Testo scelto:

————————

Punto di forza: tanti. Primo fra tutti l’aver raccontato una tradizione antica, di certo non solo albanese (fino a qualche anno fa apparteneva anche alla nostra cultura), che testimonia l’arretratezza di certi luoghi e che temo sia ancora viva. Poi anche la scrittura: solida, sicura, evocativa. Personaggi descritti in profondità. Non ci si annoia mai. Emozioni continue che come le montagne che descrive fanno su e giù nello stomaco. Un romanzo coraggioso, non banale che farà felici i suoi fans. Me per primo. Obbiettivamente ancora una prova maiuscola.

 

Punto debole: nessuno. L’unico neo è la conclusione del romanzo.

Finale: poteva essere diverso. La scrittrice aveva due opzioni. Ne ha scelta una. Per mia natura avrei scelto l’altra soluzione. Ha fatto felice chi non la pensa come me. Ma chi ha i miei stessi gusti è rimasto un po’ deluso. Per quanto mi riguarda il finale non costituisce la ciliegina sulla torta. Commercialmente è più valido ma per chi appartiene alla nicchia la ritiene un’occasione persa. Peccato.

Giudizio complessivo: ⭐⭐⭐⭐
libro bello, anzi bellissimo. La D’Urbano è diversa dagli esordi.
Per quanto mi riguarda non direi migliore perché le due fasi non sono comparabili. Sono eccellenti entrambe. Io ho amato profondamente i primi libri della D’Urbano. Mi sono entrati dentro, ha creato personaggi indimenticabili. Tre gocce d’acqua e Figlia del temporale sono due perle ulteriori che non appartengono a quella “storia”. La D’Urbano prosegue il cammino, non indugia su ciò le ha dato la fama. Con determinazione e capacità costruisce un romanzo che parla del coraggio e della risolutezza delle donne, della volontà di non farsi sottomettere, a costo di immense rinunce. Un romanzo maturo, forte. Scrittura solida. Penna coraggiosa e inconfondibile. Un romanzo che conferma il talento della scrittrice e la sua maturazione. Mezzo punto in meno per il finale.

————————

Righe di dati:

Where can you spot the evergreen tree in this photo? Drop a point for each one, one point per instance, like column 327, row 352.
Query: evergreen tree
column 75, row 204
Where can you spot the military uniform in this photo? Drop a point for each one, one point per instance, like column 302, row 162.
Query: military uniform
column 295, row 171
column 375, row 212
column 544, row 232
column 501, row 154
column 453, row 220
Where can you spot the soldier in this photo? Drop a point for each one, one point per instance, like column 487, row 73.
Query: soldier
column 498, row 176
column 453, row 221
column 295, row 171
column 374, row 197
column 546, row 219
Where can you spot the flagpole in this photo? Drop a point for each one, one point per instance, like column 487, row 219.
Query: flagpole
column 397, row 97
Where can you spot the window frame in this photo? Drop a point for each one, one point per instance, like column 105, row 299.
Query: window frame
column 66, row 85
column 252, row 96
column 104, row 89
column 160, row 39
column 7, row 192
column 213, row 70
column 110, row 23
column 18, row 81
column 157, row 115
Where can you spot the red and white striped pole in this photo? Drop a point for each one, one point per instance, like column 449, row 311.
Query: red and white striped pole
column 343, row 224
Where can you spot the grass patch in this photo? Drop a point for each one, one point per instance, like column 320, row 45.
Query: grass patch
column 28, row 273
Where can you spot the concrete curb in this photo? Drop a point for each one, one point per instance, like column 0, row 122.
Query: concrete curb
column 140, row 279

————————

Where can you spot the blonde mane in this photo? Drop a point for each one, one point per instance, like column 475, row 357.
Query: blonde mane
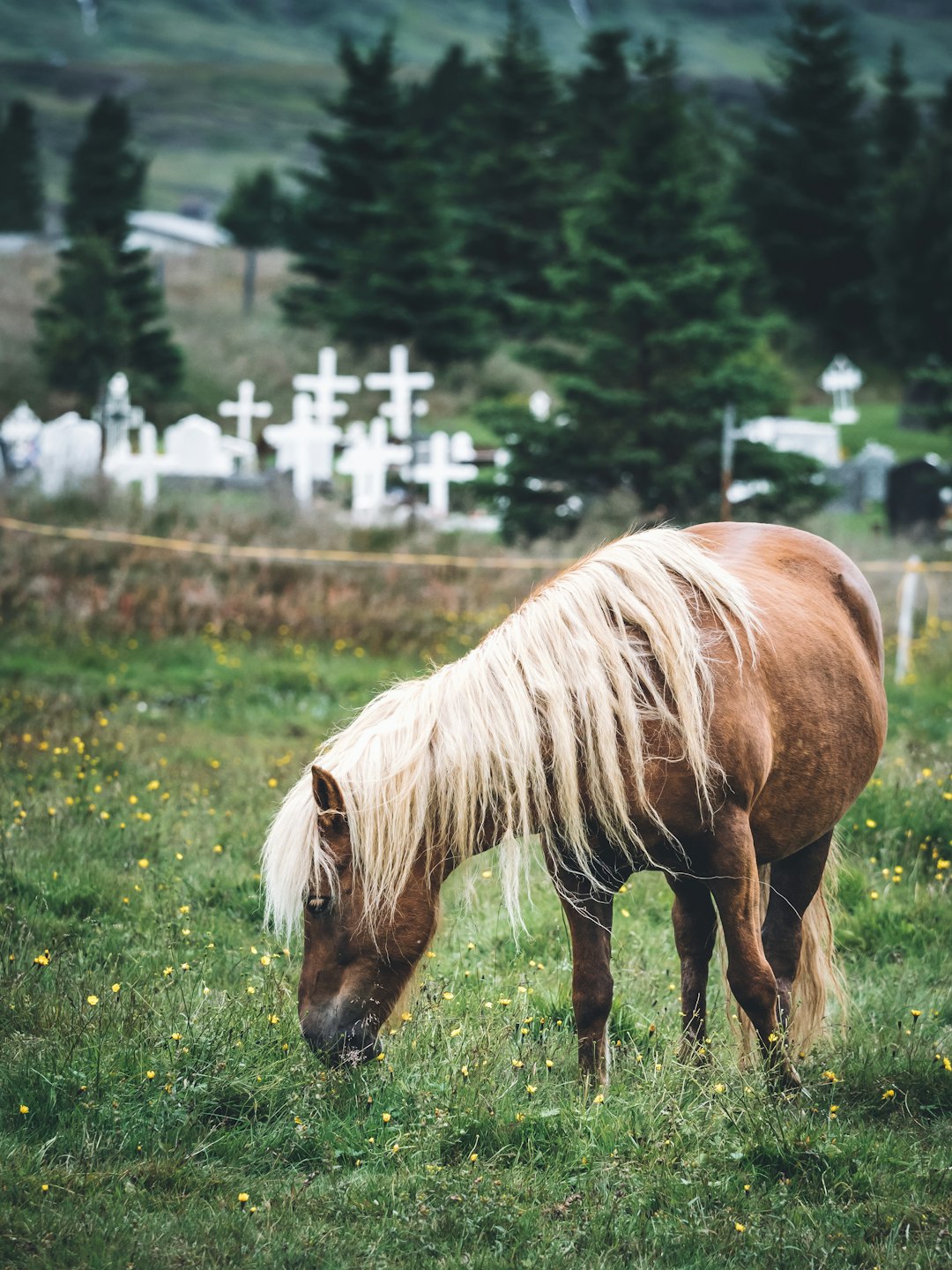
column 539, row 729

————————

Problema da risolvere: Per favore, riscrivi il passo della recensione da "Punto debole: nessuno." fino a "diversa dagli esordi." compreso, cambiando "deluso" in "amareggiato".

Risposta completa:
Punto debole: nessuno. L’unico neo è la conclusione del romanzo.

Finale: poteva essere diverso. La scrittrice aveva due opzioni. Ne ha scelta una. Per mia natura avrei scelto l’altra soluzione. Ha fatto felice chi non la pensa come me. Ma chi ha i miei stessi gusti è rimasto un po’ amareggiato. Per quanto mi riguarda il finale non costituisce la ciliegina sulla torta. Commercialmente è più valido ma per chi appartiene alla nicchia la ritiene un’occasione persa. Peccato.

Giudizio complessivo: ⭐⭐⭐⭐
libro bello, anzi bellissimo. La D’Urbano è diversa dagli esordi.